REQUIRED TASK: Set down all of the data that follows word for word, without the images.

Records from a collection
========================

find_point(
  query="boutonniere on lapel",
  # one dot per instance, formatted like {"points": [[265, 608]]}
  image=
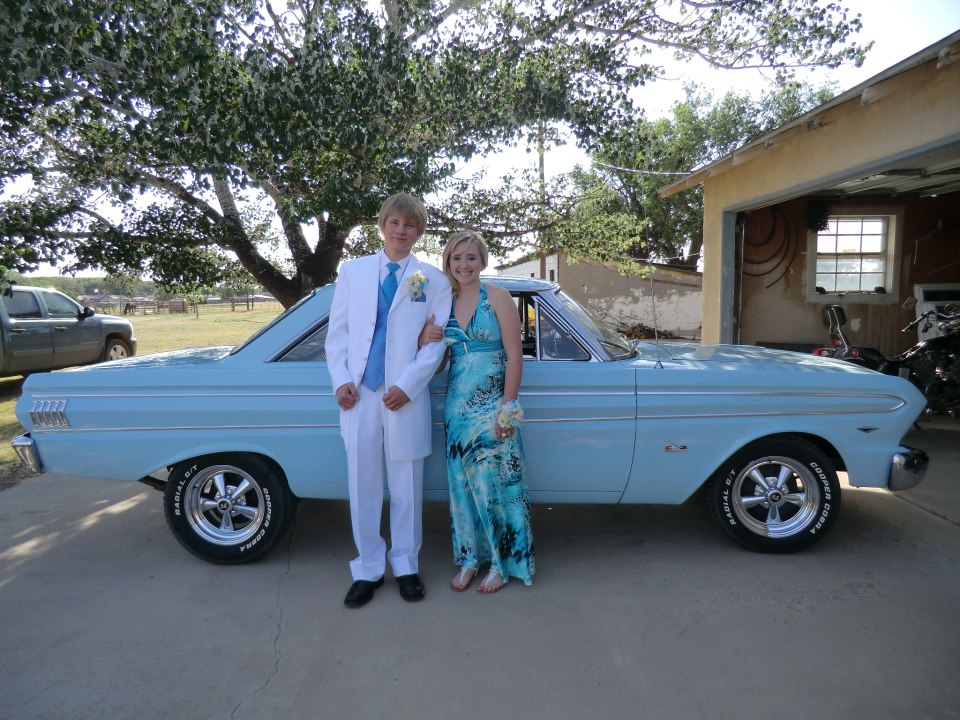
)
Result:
{"points": [[416, 285]]}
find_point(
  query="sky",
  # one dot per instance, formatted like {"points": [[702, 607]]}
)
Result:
{"points": [[899, 29]]}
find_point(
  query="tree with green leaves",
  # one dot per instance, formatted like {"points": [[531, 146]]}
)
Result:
{"points": [[613, 211], [171, 137]]}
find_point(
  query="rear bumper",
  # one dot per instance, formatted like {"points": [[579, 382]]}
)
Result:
{"points": [[26, 450], [907, 468]]}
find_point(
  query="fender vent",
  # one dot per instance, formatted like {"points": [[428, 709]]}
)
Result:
{"points": [[45, 414]]}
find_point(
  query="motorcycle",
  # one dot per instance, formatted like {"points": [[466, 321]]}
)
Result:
{"points": [[932, 365]]}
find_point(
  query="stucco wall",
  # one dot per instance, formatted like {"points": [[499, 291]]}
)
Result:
{"points": [[916, 108]]}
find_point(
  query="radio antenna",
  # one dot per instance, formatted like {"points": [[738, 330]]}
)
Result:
{"points": [[656, 322]]}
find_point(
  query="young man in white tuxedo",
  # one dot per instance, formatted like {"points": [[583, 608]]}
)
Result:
{"points": [[381, 303]]}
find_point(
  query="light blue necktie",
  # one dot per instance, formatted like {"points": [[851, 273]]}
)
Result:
{"points": [[390, 282], [375, 370]]}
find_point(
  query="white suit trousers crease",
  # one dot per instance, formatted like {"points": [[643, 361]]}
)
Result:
{"points": [[369, 434]]}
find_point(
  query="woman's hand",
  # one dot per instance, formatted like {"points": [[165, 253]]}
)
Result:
{"points": [[431, 333]]}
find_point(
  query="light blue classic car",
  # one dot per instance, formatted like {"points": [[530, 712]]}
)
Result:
{"points": [[233, 436]]}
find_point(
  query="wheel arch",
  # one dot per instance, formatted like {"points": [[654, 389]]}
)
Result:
{"points": [[818, 441]]}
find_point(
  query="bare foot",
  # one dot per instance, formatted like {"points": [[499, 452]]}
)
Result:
{"points": [[461, 581], [492, 583]]}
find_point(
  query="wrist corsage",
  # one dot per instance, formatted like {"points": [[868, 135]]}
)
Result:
{"points": [[416, 284], [510, 414]]}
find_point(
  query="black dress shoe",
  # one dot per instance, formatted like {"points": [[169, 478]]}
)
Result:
{"points": [[361, 592], [411, 587]]}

========================

COMPLETED TASK:
find_point(
  query="boutonniere on lapel",
  # one dot per instance, formatted like {"points": [[265, 608]]}
  image=
)
Result:
{"points": [[416, 285]]}
find_point(
  query="sky",
  # one dot per instance, formatted like {"points": [[702, 607]]}
)
Result:
{"points": [[899, 29]]}
find_point(
  query="tree with green leaves",
  # one dot per instance, formatted like {"points": [[531, 146]]}
)
Result:
{"points": [[613, 211], [171, 137]]}
find_point(
  query="rear bumper",
  # one dot per instance, formatted like {"points": [[579, 382]]}
)
Result:
{"points": [[26, 450], [907, 468]]}
find_point(
  query="fender vent",
  # one dot per instance, formatted like {"points": [[428, 709]]}
)
Result:
{"points": [[45, 414]]}
find_point(
  query="motorcycle",
  # one dot per instance, formatted like {"points": [[466, 321]]}
)
Result:
{"points": [[932, 365]]}
find_point(
  query="stucco wall",
  # one dot per instance, formatted like {"points": [[499, 291]]}
)
Result:
{"points": [[916, 108]]}
find_point(
  query="radio antenna",
  # one dot per instance, formatted like {"points": [[738, 330]]}
)
Result:
{"points": [[656, 322]]}
find_point(
  query="young man in white tuxedo",
  # one dot per instance, formatted like {"points": [[583, 608]]}
)
Result:
{"points": [[381, 303]]}
find_point(
  query="light blue necktie",
  # one dot per instance, formatted like {"points": [[851, 273]]}
)
Result:
{"points": [[390, 282], [375, 370]]}
find_point(
  query="white suit trousers crease",
  # one dot per instance, formatted like {"points": [[643, 361]]}
)
Result:
{"points": [[369, 434]]}
find_point(
  query="woman's hand",
  # one dot per instance, formatted like {"points": [[165, 253]]}
)
Result:
{"points": [[431, 333]]}
find_point(
  query="light blue classic car",
  # one dot per instance, formatted like {"points": [[530, 712]]}
)
Result:
{"points": [[233, 436]]}
find_point(
  query="wheel arch",
  # one dot per instance, formatted like {"points": [[654, 389]]}
)
Result:
{"points": [[818, 441]]}
find_point(
  query="bare foot",
  # one dot per instance, formatted like {"points": [[499, 452]]}
)
Result:
{"points": [[461, 581], [492, 583]]}
find_point(
  query="wrist corsage",
  # one dot per instance, formatted like {"points": [[868, 135]]}
)
Result:
{"points": [[416, 284], [510, 414]]}
find_point(
  query="black dress shoe",
  # one dot per instance, formatted like {"points": [[169, 478]]}
)
Result:
{"points": [[361, 592], [411, 587]]}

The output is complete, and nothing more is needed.